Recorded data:
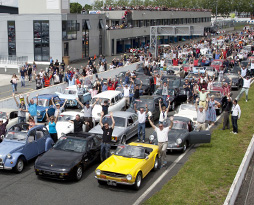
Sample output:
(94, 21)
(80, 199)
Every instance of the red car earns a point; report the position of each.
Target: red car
(217, 64)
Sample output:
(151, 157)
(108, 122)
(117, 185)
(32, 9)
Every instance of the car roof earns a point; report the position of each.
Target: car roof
(107, 94)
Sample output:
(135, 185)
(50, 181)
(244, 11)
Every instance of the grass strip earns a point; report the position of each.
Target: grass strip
(208, 174)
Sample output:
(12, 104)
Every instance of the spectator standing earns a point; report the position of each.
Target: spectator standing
(141, 121)
(162, 136)
(3, 127)
(235, 116)
(14, 82)
(32, 109)
(52, 120)
(21, 110)
(106, 137)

**PROBLEM REQUIREMENTS**: Provide an exact copy of the records, excluding every picture.

**FINAL ANSWER**:
Sample output:
(94, 21)
(80, 199)
Every instance of the red car earns a point; report the position of each.
Target: red car
(217, 64)
Sample output:
(151, 157)
(108, 122)
(117, 185)
(32, 9)
Every instance of the car roof earns a point; report the position of each.
Target: car roof
(107, 94)
Sample output:
(135, 185)
(50, 181)
(244, 11)
Every instance of the grass strip earns a point; report the position of each.
Target: grass strip
(208, 174)
Sample output:
(12, 104)
Every instance of the spectator standing earns a point; report the position of each.
Target: spectator standing
(141, 121)
(162, 136)
(3, 127)
(235, 116)
(14, 82)
(32, 109)
(52, 120)
(21, 110)
(106, 137)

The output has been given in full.